Task instructions: Could you write out the material below line for line, without changing anything?

(begin)

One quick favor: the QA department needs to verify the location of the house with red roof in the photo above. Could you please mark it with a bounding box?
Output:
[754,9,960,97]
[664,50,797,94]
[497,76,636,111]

(end)

Written response:
One quick favor: the QA department needs to verify the location of the house with red roof in the photo above. Could you please mark it with a bounding box?
Output:
[754,9,960,97]
[664,50,797,94]
[497,76,636,111]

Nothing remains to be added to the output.